Excerpt to read
Conditions that can develop from hormonal imbalance, and will respond favourably to Naturone Progesterone Therapy
Auto-immune disease – Lupus
Blood sugar; low - (hypoglycemia) and high (hyperglycemia)
Cancer of hormonally sensitive tissue
Cold hands and feet
Fertility and other female problems
Hair loss & excessive facial hair in women
Miscarriages and infertility
Post Natal Depression
HRT EXPOSED: Reports from Medical Research
USA JAMA Reports - Study Gives HRT The Thumbs Down. July 2002
Major studies are weighing in giving HRT the thumbs down. The consensus amongst the more informed and enlightened of researchers and clinicians is that the only real benefit of HRT is for short term relief of hot flashes (which is what it was originally approved for). There is little doubt that the widespread trend to use HRT for a range of therapeutic benefits ie heart disease, prevention of fractures, Alzheimer's Disease etc have all but now faded into the mists (myths) of junk science. Millions of women have unwittingly participated in this massive experiment. Once again the rush for profits without substantial, proven research has jeopardized the health and, no doubt, the lives of women around the world.

(Records from a dataset)
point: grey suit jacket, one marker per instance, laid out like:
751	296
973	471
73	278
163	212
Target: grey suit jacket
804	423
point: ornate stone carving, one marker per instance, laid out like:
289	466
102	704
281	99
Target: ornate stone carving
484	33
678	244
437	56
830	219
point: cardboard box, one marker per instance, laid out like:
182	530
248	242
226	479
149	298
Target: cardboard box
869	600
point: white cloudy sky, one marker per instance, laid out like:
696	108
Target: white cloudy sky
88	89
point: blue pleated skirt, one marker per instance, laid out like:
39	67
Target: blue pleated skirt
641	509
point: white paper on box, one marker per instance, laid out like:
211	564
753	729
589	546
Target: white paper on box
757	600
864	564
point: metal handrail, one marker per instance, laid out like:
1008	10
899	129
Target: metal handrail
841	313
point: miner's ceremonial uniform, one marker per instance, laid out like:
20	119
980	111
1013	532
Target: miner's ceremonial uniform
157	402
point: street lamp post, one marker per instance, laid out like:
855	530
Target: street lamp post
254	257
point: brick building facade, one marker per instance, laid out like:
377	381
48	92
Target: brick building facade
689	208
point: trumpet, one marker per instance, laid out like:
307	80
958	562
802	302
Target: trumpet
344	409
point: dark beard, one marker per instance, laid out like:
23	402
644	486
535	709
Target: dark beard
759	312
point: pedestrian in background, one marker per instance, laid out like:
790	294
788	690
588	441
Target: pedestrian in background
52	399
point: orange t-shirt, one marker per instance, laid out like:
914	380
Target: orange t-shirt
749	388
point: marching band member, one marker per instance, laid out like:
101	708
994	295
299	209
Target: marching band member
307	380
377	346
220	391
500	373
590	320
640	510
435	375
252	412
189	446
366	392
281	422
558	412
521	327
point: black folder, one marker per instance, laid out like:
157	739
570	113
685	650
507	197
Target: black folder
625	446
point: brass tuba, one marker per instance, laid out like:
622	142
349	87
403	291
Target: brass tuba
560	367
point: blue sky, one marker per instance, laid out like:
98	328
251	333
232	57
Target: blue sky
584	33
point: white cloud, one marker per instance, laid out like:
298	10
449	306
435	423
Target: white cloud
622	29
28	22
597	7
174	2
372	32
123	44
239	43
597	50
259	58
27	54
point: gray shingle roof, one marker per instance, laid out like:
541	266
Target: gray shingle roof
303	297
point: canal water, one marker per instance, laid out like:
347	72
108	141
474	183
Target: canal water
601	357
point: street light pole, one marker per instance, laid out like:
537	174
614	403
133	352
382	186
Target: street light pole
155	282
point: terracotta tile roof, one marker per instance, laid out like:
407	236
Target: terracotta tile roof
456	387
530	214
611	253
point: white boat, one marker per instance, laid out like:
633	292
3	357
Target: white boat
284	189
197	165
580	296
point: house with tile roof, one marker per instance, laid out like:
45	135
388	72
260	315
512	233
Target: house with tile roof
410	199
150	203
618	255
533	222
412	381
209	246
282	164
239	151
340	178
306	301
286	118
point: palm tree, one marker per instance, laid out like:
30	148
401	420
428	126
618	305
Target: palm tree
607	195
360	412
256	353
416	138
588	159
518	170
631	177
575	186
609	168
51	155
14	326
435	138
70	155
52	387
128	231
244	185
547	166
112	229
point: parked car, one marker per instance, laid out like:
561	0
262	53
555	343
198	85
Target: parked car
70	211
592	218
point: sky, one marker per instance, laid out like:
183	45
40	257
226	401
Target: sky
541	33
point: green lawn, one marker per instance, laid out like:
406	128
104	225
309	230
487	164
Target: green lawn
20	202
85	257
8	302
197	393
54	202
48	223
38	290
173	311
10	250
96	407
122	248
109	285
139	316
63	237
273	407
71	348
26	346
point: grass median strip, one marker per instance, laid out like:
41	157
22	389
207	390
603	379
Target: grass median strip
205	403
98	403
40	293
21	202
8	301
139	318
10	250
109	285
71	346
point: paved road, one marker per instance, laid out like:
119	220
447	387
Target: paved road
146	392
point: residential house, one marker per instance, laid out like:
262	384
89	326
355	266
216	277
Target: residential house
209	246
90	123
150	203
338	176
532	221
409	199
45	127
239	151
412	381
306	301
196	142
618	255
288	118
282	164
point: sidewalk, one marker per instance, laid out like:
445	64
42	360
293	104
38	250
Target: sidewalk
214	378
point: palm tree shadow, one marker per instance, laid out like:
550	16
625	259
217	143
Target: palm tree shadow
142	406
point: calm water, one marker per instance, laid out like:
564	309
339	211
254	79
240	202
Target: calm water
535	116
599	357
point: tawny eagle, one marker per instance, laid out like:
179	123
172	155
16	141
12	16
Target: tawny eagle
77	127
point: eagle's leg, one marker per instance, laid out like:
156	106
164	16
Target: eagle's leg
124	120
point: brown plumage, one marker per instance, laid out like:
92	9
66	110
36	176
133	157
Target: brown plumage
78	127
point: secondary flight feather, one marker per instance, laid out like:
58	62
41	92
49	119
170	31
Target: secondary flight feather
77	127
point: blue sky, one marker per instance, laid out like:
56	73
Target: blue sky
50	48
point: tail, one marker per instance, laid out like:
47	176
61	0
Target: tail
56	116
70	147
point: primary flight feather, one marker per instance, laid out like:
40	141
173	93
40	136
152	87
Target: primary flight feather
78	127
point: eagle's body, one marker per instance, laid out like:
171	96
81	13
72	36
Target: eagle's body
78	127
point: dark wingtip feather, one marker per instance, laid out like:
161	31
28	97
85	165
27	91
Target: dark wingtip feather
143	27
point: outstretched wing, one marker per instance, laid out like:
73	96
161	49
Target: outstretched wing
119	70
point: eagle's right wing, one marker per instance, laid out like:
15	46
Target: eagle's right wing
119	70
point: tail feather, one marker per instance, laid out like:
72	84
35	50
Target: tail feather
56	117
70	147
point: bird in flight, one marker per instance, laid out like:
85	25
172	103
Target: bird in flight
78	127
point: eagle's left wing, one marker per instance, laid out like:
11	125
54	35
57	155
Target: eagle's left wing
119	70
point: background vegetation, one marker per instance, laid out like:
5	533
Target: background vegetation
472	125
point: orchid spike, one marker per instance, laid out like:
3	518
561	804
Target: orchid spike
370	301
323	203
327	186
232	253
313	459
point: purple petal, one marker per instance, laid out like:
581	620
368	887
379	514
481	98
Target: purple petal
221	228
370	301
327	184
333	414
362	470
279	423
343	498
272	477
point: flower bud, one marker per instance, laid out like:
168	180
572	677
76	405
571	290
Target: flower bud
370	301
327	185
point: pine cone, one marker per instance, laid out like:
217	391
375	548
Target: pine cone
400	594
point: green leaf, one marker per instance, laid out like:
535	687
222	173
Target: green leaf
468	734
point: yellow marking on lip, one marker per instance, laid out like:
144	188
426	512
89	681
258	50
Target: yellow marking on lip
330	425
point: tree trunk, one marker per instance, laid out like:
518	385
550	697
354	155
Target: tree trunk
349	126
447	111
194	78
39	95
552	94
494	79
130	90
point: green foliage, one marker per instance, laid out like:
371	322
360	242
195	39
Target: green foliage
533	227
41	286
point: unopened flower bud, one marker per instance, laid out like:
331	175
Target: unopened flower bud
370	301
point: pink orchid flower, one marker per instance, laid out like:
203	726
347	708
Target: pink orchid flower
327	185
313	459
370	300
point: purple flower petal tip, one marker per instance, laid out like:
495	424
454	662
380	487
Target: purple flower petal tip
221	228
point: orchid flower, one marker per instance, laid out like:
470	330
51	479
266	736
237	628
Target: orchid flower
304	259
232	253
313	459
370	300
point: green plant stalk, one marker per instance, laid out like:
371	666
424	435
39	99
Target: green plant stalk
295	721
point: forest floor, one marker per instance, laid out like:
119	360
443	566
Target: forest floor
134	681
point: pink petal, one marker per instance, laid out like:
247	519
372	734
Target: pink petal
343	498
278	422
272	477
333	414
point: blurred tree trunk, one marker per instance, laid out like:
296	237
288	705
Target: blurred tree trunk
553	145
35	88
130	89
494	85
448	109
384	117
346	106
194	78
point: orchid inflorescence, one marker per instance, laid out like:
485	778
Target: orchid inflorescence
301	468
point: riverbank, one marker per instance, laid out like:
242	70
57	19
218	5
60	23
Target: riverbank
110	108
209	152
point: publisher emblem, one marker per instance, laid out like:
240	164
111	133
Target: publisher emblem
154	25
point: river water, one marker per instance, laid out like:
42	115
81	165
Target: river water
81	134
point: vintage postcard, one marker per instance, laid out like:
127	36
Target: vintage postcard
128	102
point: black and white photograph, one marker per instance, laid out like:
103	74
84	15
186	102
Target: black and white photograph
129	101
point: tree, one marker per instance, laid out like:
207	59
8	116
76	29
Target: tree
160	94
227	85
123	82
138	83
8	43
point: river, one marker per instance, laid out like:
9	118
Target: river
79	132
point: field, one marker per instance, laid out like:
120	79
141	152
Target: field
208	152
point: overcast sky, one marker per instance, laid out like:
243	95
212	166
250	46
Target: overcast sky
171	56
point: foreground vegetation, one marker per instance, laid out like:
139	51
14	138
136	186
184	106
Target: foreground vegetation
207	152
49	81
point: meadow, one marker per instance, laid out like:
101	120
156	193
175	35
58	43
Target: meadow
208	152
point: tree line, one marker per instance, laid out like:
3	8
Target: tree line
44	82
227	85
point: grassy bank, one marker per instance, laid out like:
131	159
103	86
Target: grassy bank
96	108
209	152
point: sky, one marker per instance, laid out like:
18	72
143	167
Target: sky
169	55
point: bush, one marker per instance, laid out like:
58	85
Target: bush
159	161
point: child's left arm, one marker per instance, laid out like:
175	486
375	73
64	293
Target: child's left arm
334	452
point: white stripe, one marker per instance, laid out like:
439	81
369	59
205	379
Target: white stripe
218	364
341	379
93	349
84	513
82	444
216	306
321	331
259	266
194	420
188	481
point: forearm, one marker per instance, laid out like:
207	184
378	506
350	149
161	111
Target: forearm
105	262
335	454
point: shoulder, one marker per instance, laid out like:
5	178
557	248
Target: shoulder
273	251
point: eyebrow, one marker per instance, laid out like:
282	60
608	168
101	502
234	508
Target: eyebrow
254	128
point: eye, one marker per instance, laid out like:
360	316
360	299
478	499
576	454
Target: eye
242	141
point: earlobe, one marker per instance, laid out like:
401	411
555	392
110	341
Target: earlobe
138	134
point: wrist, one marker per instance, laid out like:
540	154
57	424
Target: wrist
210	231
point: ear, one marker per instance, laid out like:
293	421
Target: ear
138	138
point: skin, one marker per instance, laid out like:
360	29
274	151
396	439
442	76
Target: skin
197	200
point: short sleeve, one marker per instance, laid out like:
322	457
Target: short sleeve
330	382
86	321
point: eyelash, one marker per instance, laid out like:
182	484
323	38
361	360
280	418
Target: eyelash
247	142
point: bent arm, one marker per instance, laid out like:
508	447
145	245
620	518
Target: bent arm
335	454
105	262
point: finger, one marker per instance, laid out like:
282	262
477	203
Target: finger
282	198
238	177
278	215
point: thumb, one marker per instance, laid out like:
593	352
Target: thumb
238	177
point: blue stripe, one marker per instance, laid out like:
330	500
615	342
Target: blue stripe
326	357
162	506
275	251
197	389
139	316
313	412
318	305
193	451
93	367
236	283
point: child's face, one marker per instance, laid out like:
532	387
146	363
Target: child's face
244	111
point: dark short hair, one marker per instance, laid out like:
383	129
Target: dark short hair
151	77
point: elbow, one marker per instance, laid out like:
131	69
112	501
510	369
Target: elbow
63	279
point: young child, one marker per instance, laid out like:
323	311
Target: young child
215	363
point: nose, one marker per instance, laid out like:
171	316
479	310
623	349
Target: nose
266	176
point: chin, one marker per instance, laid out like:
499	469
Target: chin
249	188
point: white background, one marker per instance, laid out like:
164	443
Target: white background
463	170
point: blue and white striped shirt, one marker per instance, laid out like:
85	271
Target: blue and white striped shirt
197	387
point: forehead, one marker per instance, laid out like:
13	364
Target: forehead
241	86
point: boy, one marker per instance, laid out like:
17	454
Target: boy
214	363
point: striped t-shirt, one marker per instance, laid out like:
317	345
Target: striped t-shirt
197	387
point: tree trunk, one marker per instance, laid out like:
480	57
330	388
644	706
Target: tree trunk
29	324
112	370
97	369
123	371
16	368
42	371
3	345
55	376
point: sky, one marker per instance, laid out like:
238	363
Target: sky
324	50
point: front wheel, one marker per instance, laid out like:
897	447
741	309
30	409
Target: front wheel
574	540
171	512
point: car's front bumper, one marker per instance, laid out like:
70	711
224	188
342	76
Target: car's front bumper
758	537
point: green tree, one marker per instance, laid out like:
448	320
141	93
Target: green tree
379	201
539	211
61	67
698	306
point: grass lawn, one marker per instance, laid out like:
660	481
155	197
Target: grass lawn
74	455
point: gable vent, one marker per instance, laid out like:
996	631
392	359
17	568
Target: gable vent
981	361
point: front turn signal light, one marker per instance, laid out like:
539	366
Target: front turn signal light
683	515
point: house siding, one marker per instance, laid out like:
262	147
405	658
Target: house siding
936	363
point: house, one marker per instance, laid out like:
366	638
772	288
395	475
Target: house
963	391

To do
[1] According to the hormone therapy page, what was HRT originally approved for?
[2] Write what comes next in the hormone therapy page, picking up after its final sentence.
The records have no role in this work.

Task answers
[1] HRT was originally approved for short-term relief of hot flashes.

[2]
If hot flashes are the problem there are many safe, effective ways to resolve them. I still question the use of HRT which is made of two known carcinogens. Use of such options as natural progesterone cream, Maca, Vitamin E and C is preferable. Also, liver support herbs such as milk thistle and dandelion are also helpful. In addition, reduce or cut out the consumption of sugar, caffeine, alcohol, deep fried foods, refined carbohydrates and spicy food... major culprits to cause hot flashes. Needless to say, reducing stress levels, getting adequate rest and hydrating the body with good quality water are essential.
The following study was released on July 2, 2002 in the Journal of the American Medical Association.
Noncardiovascular Disease Outcomes During 6.8 Years of Hormone Therapy: Heart and Estrogen/Progestin Replacement Study Follow-up (HERS II)
http://www.npr.org/ramfiles/atc/20020702.atc.07.ram (Real Audio Player of National Public Radio story)
HRT 'doubles breast cancer risk'
Taking certain types of hormone replacement therapy (HRT) can double the risk of developing breast cancer, says a study of more than a million women.
The largest ever study into the link between HRT and breast cancer was conducted by scientists at Cancer Research UK's Epidemiology Unit in Oxford. This data, published in The Lancet, covered a million women who went for mammograms between 1996 and 2001.
About 1.5million women in the UK take HRT, with half taking the combined version. The research suggests the single pill moderately increases the risk of breast cancer, but the combined pill doubles the risk. In fact, this study is the first to report that HRT increases the risk of dying from breast cancer, by 22%.
It estimates HRT, taken by women to relieve the unpleasant symptoms of menopause, may have been responsible for an extra 20,000 cases of breast cancer in Britain in the last decade. It says that the combined HRT is responsible for 15,000 of those cases.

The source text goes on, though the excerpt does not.